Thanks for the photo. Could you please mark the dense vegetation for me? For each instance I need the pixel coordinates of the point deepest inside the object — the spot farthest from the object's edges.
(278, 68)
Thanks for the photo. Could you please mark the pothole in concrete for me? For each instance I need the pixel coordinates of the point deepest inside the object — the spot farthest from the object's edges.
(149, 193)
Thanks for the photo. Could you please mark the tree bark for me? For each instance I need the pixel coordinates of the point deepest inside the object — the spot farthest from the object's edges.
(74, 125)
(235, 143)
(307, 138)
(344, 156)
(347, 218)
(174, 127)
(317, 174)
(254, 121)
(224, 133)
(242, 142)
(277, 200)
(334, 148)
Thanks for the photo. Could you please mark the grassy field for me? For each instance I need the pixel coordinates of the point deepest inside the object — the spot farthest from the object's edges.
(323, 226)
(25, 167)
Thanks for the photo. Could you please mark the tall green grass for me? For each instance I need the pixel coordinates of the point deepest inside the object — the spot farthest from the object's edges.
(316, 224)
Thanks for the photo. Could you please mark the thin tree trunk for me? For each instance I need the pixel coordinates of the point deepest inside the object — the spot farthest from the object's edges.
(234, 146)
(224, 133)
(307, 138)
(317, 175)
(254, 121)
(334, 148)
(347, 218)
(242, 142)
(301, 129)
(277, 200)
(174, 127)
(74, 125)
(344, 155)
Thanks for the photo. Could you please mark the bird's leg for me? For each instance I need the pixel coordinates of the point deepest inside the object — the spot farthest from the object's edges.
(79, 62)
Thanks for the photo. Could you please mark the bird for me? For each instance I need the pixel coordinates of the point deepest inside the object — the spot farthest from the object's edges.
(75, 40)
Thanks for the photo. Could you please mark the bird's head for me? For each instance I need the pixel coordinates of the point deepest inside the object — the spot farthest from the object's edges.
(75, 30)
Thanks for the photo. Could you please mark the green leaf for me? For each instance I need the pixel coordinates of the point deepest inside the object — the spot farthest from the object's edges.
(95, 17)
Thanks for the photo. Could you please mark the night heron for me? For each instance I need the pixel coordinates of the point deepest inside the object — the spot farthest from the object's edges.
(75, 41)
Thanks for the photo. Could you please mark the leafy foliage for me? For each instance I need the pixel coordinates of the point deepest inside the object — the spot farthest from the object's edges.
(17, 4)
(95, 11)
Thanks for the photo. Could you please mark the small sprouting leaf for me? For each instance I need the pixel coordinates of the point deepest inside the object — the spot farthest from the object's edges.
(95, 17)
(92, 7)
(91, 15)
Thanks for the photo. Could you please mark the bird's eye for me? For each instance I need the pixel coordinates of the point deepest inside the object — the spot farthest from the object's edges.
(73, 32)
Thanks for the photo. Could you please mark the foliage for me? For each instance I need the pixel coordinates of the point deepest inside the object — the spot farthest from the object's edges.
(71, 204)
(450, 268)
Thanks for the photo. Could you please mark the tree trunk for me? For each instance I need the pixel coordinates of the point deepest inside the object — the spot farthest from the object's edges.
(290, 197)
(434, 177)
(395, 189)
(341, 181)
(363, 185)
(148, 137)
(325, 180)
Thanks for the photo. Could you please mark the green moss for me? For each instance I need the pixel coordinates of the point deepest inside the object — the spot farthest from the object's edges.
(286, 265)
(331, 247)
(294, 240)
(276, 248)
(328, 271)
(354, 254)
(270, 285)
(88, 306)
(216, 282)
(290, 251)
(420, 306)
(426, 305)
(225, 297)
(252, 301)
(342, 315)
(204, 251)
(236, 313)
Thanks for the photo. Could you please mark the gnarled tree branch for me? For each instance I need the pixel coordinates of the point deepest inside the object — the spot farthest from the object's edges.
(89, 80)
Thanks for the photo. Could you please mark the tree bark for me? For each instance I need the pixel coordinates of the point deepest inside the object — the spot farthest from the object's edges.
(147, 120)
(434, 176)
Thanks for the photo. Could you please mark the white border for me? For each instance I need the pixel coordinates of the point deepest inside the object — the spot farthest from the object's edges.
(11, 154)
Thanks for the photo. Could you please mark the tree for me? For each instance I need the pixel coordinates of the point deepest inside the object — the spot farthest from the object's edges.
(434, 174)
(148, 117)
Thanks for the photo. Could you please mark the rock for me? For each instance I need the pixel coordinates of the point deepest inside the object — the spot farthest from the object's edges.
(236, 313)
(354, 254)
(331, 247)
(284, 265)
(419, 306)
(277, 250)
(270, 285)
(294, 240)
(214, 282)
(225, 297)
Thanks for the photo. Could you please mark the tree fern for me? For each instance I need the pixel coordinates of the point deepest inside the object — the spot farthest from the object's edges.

◆ **Task statement**:
Write out all the lines again, exactly as they are.

◆ **Answer to the task**:
Thanks for the photo. Could you please mark the dense vegetation for me? For each instance I need the pixel coordinates of the point deepest inside the object — the spot farthest from the object's edges.
(278, 68)
Thanks for the photo. Could you please mark the pothole in concrete for me? For each instance I need the pixel coordinates of the point deepest inside the object — the spot farthest from the object's edges.
(149, 193)
Thanks for the photo. Could you please mark the tree bark for me? For each instance I need the pixel coordinates of the point deepest inside the object — the spot farthest from the object's edges.
(74, 125)
(235, 143)
(307, 138)
(344, 156)
(347, 218)
(174, 127)
(317, 174)
(254, 121)
(224, 133)
(242, 142)
(277, 200)
(334, 148)
Thanks for the photo. Could you please mark the grassy field for me? For each instance I need the pixel coordinates of the point deepest inside the object — the spot farthest from the object's edges.
(323, 226)
(25, 167)
Thanks for the photo. Could you please mark the tall green grass for me? For each instance I need the pixel coordinates of the point deepest inside the object — the spot farthest from the object's edges.
(316, 224)
Thanks for the photo. Could you please mark the thin tree trunk for me? For each instance I need the pixel coordinates of the point deepest inside the object — the spot farthest from the object's edges.
(234, 146)
(224, 133)
(307, 138)
(317, 175)
(254, 121)
(334, 148)
(347, 218)
(242, 142)
(301, 129)
(277, 200)
(174, 127)
(74, 125)
(344, 155)
Thanks for the photo. Could you please mark the bird's leg for me? For each instance I need the pixel coordinates of the point deepest inside the object — the spot farthest from the object's edges.
(79, 62)
Thanks for the photo. Could you please mark the bird for me? For each instance I need the pixel coordinates of the point deepest inside the object — the spot farthest from the object's edges.
(75, 40)
Thanks for the photo. Could you please mark the bird's head for me? For each instance I need the pixel coordinates of the point deepest inside the object — the spot farthest from the object's edges.
(75, 30)
Thanks for the photo. Could you please mark the green leaf for me? For each instance I need the pixel coordinates of the point deepest inside the object — the spot farthest from the object's edges.
(95, 17)
Thanks for the photo. Could you please mark the night heron for me? For each instance I need the pixel coordinates of the point deepest inside the object — the spot farthest from the object's edges.
(75, 41)
Thanks for the photo. Could you please mark the leafy foliage for me? For each instance I need the pixel coordinates of the point deepest inside the object — the spot farthest from the object's edges.
(17, 4)
(95, 11)
Thanks for the photo. Could you please mark the small sprouting leaf for me? For each instance I need the pixel coordinates of the point deepest inside the object — the spot farthest from the object's edges.
(95, 17)
(92, 7)
(91, 15)
Thanks for the photo. Could you please mark the bird's eye for me? For each instance I need the pixel coordinates of the point deepest inside the object — the spot farthest from the object's edges.
(73, 32)
Thanks for the photo. Could you please mark the foliage for me? For each instance I need the pixel coordinates of the point deepest inside the object — the spot farthest from the object's edges.
(71, 204)
(450, 268)
Thanks for the photo. Could you please mark the tree trunk for me? For each instance I need the pixel coordinates of the point deepest inside the object — the spot farthest from the object's edges.
(290, 197)
(434, 177)
(395, 189)
(341, 181)
(363, 185)
(148, 137)
(325, 180)
Thanks for the photo. Could you please mark the green moss for me? For each instance I need the pixel coordinates of the point deepest inside the object — the spot farthest from the object's edges.
(286, 265)
(331, 247)
(294, 240)
(276, 248)
(328, 271)
(354, 254)
(270, 285)
(88, 306)
(216, 282)
(290, 251)
(420, 306)
(426, 305)
(225, 297)
(252, 301)
(342, 315)
(204, 251)
(236, 313)
Thanks for the photo. Could you please mark the gnarled tree branch for me? For each instance I need the pixel coordinates of the point deepest inside the object — the spot farthest from the object's edges.
(89, 80)
Thanks for the photo. Could you please mark the tree bark for me? For each instance I need the pixel coordinates of the point deepest inside the object — the spot farthest from the object's edges.
(147, 120)
(434, 176)
Thanks for the photo. Could you please mark the white border for me? For each instance I need the pixel coordinates of the point deepest inside the object — the spot farthest from the object's edges.
(11, 154)
Thanks for the photo. Could you please mark the tree for me? For each instance I need the pixel coordinates of the point deepest inside the object — the spot farthest from the object's edges.
(434, 174)
(148, 117)
Thanks for the photo. Could you please mark the rock for me? For each instance I need the pixel coordinates of the point deepest inside the object — the spot farthest from the object's edges.
(236, 313)
(354, 254)
(331, 247)
(284, 265)
(419, 306)
(277, 250)
(270, 285)
(294, 240)
(214, 282)
(225, 297)
Thanks for the photo. Could you please mark the tree fern for me? For each instance I need the pixel coordinates of the point deepest inside the object — the spot farthest from the object's edges.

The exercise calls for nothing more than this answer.